▶ [Document extract]:
┄┄┄┄┄┄┄┄┄┄┄┄┄┄┄┄┄┄┄┄

Chapter 2: Problem 23
Solve the initial value problem and find the interval of validity of the solution. $$ (x+1)(x-2) y^{\prime}+y=0, \quad y(1)=-3 $$
Short Answer
Expert verified
Answer: The particular solution to the given initial value problem is \(y(x) = \frac{-6}{(x-2)(x+1)}\). The interval of validity is \(x \in (-\infty, -1) \cup (-1, 2) \cup (2, \infty)\).
Step by step solution
01
Identify the differential equation type and its components
The given differential equation is of the form \((x+1)(x-2)y'+y=0\). We can rewrite it as \(y'+\frac{1}{(x+1)(x-2)}y = 0\). This is a first-order linear differential equation with P(x) = \(\frac{1}{(x+1)(x-2)}\) and Q(x) = 0.
02
Find the integrating factor
To find the integrating factor, we need to calculate \(e^{\int P(x) dx} = e^{\int \frac{1}{(x+1)(x-2)} dx}\). This integral can be solved using partial fractions. Let's rewrite the integral as \(\int \frac{A}{x+1}+\frac{B}{x-2} dx\).
Applying partial fractions, we obtain \(1 = A(x-2)+B(x+1)\). Solving for A and B, we get A = -1 and B = 1. Therefore, the integral becomes \(\int -\frac{1}{x+1}+\frac{1}{x-2} dx\) and its antiderivative is \(-ln|x+1|+ln|x-2|+C\). Taking the exponent of both sides, we get the integrating factor as: \(e^{\int P(x) dx} = \frac{|x-2|}{|x+1|}\). We can ignore the absolute values since it will be factored out after integration.

┄┄┄┄┄┄┄┄┄┄┄┄┄┄┄┄┄┄┄┄

▶ [Information provided]:
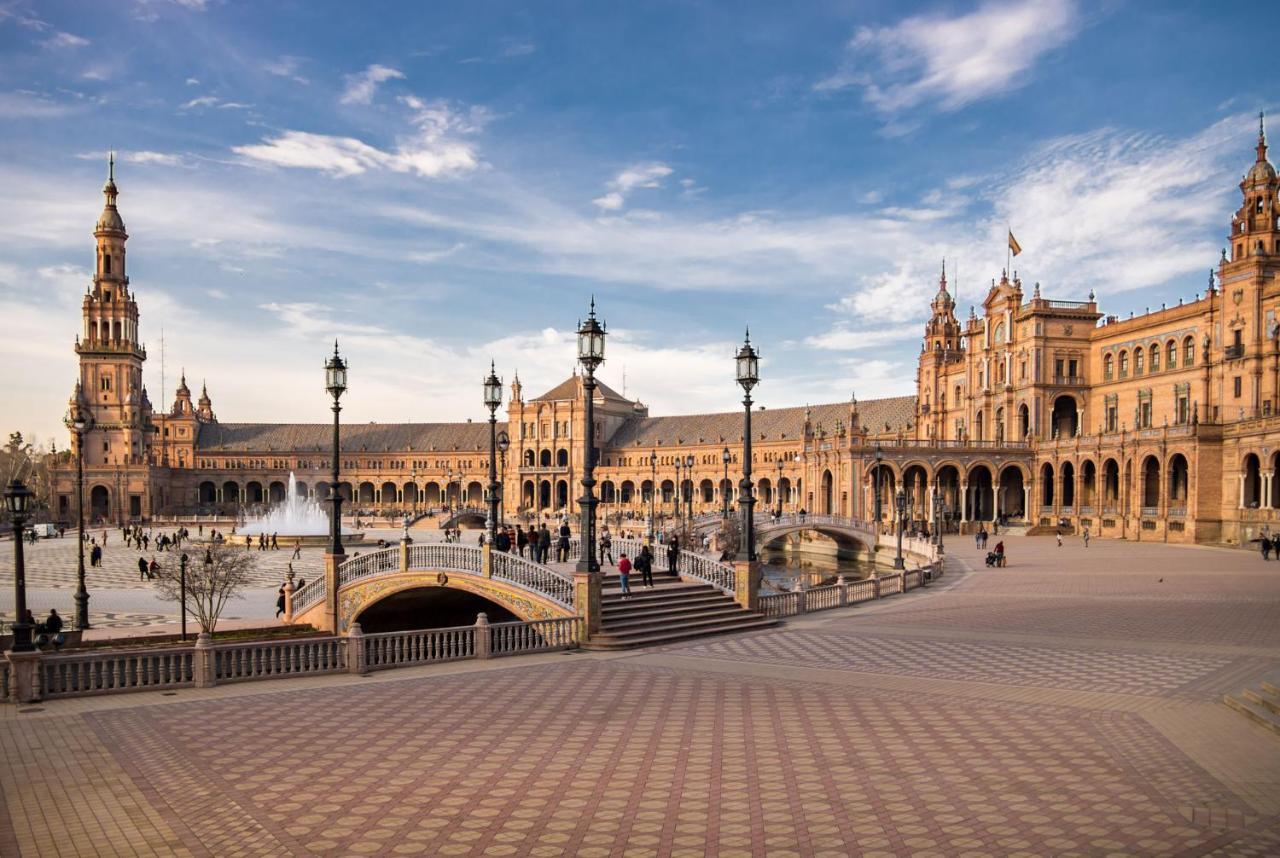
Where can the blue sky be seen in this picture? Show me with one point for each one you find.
(443, 183)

┄┄┄┄┄┄┄┄┄┄┄┄┄┄┄┄┄┄┄┄

▶ [Aim]:
Reproduce the worked solution from "Applying partial fractions, we" to "out after integration.", switching "antiderivative" to "primitive".

▶ [Solution below]:
Applying partial fractions, we obtain \(1 = A(x-2)+B(x+1)\). Solving for A and B, we get A = -1 and B = 1. Therefore, the integral becomes \(\int -\frac{1}{x+1}+\frac{1}{x-2} dx\) and its primitive is \(-ln|x+1|+ln|x-2|+C\). Taking the exponent of both sides, we get the integrating factor as: \(e^{\int P(x) dx} = \frac{|x-2|}{|x+1|}\). We can ignore the absolute values since it will be factored out after integration.